(Segmentation mask data)
------------------------------------

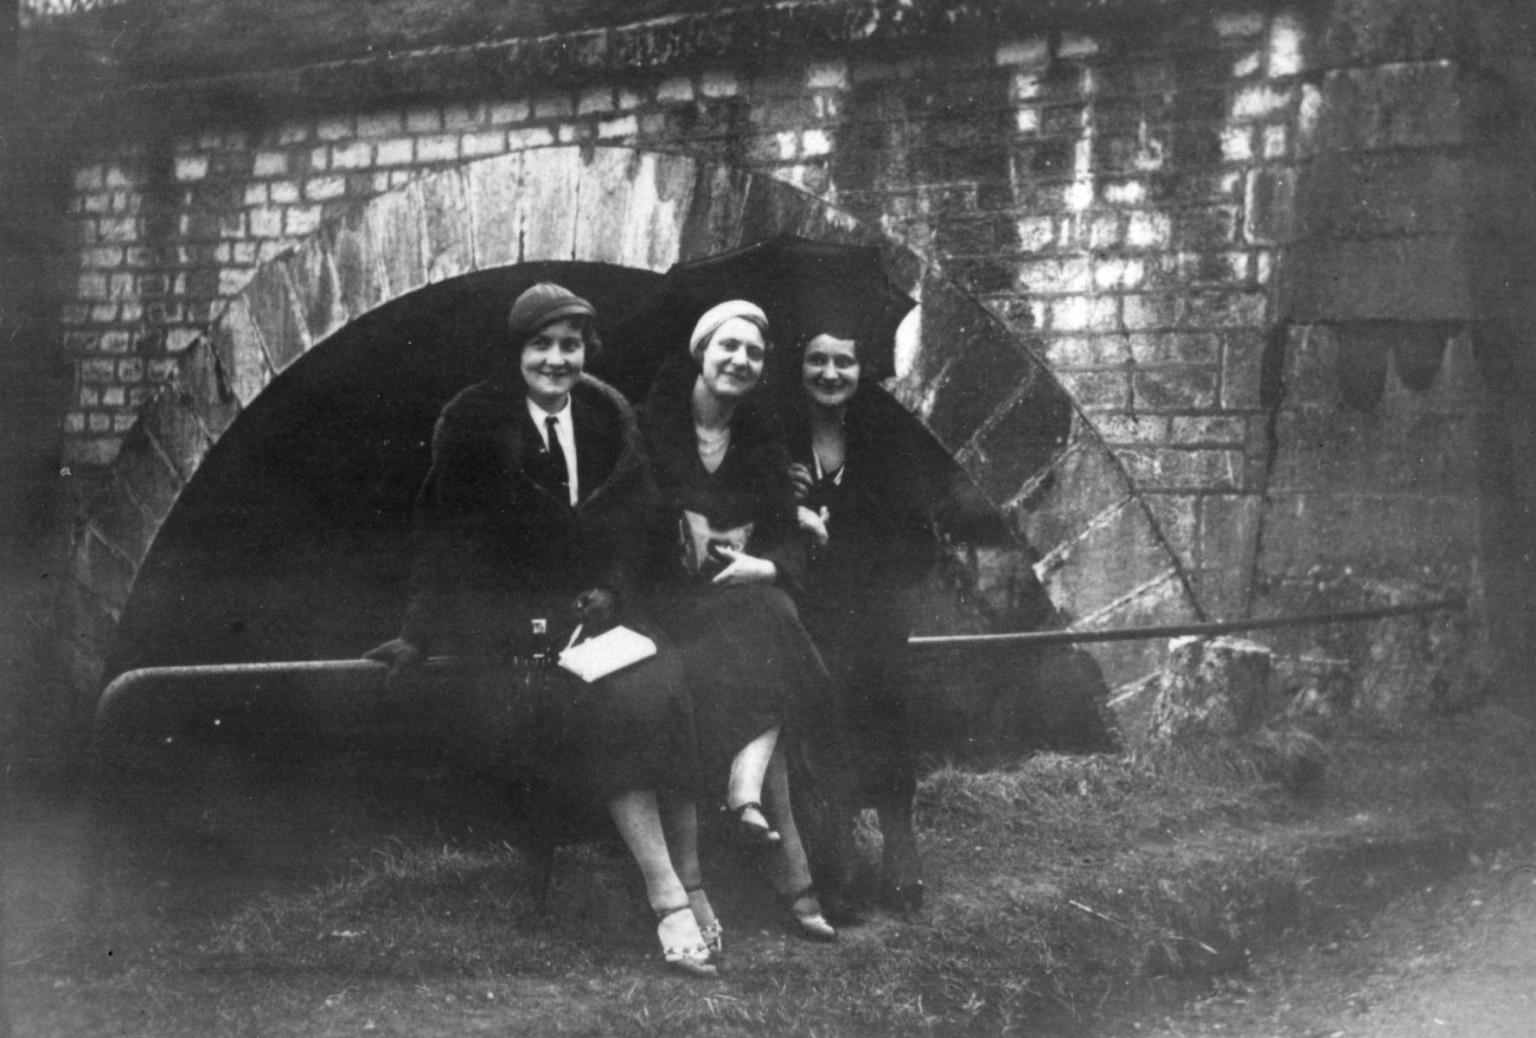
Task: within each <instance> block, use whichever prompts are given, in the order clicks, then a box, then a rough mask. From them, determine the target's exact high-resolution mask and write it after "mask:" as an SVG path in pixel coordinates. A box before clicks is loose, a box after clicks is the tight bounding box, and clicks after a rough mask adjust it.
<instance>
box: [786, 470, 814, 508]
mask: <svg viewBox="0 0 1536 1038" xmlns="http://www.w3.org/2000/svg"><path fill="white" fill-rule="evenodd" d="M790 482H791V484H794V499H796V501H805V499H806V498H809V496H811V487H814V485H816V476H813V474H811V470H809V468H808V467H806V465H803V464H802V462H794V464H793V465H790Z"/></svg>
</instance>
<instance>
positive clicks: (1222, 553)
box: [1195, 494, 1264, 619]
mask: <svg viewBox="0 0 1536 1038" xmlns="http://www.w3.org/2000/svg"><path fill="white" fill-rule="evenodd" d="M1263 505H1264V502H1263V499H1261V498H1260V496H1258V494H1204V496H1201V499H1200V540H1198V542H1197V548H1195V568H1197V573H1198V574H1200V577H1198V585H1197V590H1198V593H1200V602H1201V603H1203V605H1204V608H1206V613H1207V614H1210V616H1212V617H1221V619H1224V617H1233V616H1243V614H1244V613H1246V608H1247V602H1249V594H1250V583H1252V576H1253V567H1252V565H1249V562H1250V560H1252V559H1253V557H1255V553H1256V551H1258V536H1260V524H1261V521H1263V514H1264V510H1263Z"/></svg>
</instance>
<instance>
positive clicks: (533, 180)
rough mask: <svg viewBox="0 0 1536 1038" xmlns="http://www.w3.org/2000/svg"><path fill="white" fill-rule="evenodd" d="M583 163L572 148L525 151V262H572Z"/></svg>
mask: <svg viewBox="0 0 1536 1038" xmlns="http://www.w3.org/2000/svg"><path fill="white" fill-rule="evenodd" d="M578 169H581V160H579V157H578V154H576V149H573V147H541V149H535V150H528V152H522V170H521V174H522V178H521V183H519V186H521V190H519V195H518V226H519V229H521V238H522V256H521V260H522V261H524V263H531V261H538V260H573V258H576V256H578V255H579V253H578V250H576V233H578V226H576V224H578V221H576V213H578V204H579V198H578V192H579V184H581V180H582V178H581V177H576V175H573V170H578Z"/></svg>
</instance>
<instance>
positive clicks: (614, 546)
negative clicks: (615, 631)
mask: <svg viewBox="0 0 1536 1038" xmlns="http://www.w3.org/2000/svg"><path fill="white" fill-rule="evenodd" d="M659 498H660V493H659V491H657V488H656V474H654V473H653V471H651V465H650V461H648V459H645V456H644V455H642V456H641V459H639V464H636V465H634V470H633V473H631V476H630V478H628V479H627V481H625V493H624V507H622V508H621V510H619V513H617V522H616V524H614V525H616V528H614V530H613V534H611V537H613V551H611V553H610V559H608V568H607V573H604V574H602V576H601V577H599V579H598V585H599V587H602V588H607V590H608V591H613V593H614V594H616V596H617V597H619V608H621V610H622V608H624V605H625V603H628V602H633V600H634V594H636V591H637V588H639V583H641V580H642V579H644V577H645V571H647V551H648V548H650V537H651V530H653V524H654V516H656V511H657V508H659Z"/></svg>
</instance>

------------------------------------

Your assignment: Without the pictures, repeat the entries above line by line, from the first through the one that contains "positive clicks: (533, 180)", both ends included.

Answer for this exercise:
Task: within each <instance> block, use whichever prompts are given, in the order clicks, then a box, then a rough mask. From them, determine the target's exact high-resolution mask and write it after "mask:" as an SVG path in pixel coordinates. A box before clicks is loose, a box after clicks is the tight bounding box, and clicks after a rough mask adjust it.
<instance>
box: [786, 470, 814, 508]
mask: <svg viewBox="0 0 1536 1038" xmlns="http://www.w3.org/2000/svg"><path fill="white" fill-rule="evenodd" d="M790 482H791V484H794V499H796V501H805V499H806V498H809V496H811V487H814V485H816V476H813V474H811V470H809V468H808V467H806V465H803V464H802V462H794V464H793V465H790Z"/></svg>
</instance>
<instance>
positive clicks: (1222, 553)
box: [1195, 494, 1264, 619]
mask: <svg viewBox="0 0 1536 1038" xmlns="http://www.w3.org/2000/svg"><path fill="white" fill-rule="evenodd" d="M1263 505H1264V502H1263V499H1261V498H1260V496H1258V494H1204V496H1201V499H1200V540H1198V542H1197V548H1195V568H1197V573H1198V574H1200V577H1198V585H1197V590H1198V593H1200V602H1201V603H1203V605H1204V608H1206V613H1207V614H1210V616H1212V617H1221V619H1224V617H1233V616H1243V614H1244V613H1246V608H1247V602H1249V594H1250V583H1252V576H1253V567H1252V565H1249V562H1250V560H1252V559H1253V557H1255V553H1256V551H1258V536H1260V524H1261V521H1263V514H1264V510H1263Z"/></svg>
</instance>
<instance>
positive clicks: (533, 180)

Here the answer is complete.